# Well, what do you know.



## Jeffriesw (Sep 24, 2010)

Wow, a whole brand new room or two, Hey where is everybody at?
Why do I hear an echo?


----------



## Jeff57 (Sep 24, 2010)

I was wondering who would be first to post.  I barely have time to keep up with the spiritual discussion forum, what will I do now?


----------



## Israel (Sep 24, 2010)

interesting


----------



## Jeffriesw (Sep 24, 2010)

Remarkable


----------



## Jeffriesw (Sep 24, 2010)

Be careful what'cha ask for, you just might get it,



chirp chirp chirp


----------



## Huntinfool (Sep 24, 2010)

Swamp Runner said:


> Be careful what'cha ask for, you just might get it,
> 
> 
> 
> chirp chirp chirp



Amen my brotha....amen to that.


----------



## apoint (Sep 24, 2010)

Im lost.


----------



## Jeffriesw (Sep 24, 2010)

apoint said:


> Im lost.



No your not , Just temporarily discombobulated.


----------



## apoint (Sep 24, 2010)

Swamp Runner said:


> No your not , Just temporarily discombobulated.



 Thanks I feel better already!


----------



## vanguard1 (Sep 24, 2010)

cool room


----------



## Lowjack (Sep 24, 2010)

Helloooooo ! What an echo, LOL


----------



## formula1 (Sep 24, 2010)

*Re:*

Just found out. Praise the Lord.


----------



## christianhunter (Sep 25, 2010)

I like it.


----------



## ronpasley (Sep 25, 2010)

Jesus Saves


----------



## Jeffriesw (Sep 25, 2010)

ronpasley said:


> Jesus Saves



Amen!!!!!!!!!!!

Required actions.
(a) In the forum thread, what two words does ronpasley post?
(b) Locate every line of the records that contains the string "covered", and copy each of those lines.

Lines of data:
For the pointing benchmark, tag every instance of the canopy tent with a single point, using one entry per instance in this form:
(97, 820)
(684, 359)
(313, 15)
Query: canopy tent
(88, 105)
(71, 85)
--
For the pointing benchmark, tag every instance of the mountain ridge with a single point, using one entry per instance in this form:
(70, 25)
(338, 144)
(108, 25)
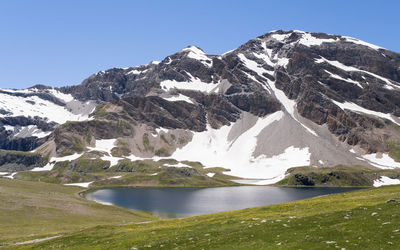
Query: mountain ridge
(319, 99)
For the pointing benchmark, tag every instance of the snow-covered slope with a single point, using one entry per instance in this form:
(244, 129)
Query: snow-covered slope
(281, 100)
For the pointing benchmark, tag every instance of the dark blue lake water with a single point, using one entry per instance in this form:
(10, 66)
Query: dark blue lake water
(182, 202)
==
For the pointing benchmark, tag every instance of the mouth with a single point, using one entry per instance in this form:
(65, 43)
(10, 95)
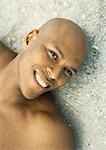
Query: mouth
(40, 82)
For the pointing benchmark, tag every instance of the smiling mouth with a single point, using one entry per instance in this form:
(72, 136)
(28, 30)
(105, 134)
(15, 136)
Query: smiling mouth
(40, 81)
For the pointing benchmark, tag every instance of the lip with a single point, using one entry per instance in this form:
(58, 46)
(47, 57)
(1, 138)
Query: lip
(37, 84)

Worked answers.
(a) Jesus Saves

(b)
For the pointing benchmark, tag every instance of the snow-covered slope with a single point, using one entry per instance in this form:
Query: snow-covered slope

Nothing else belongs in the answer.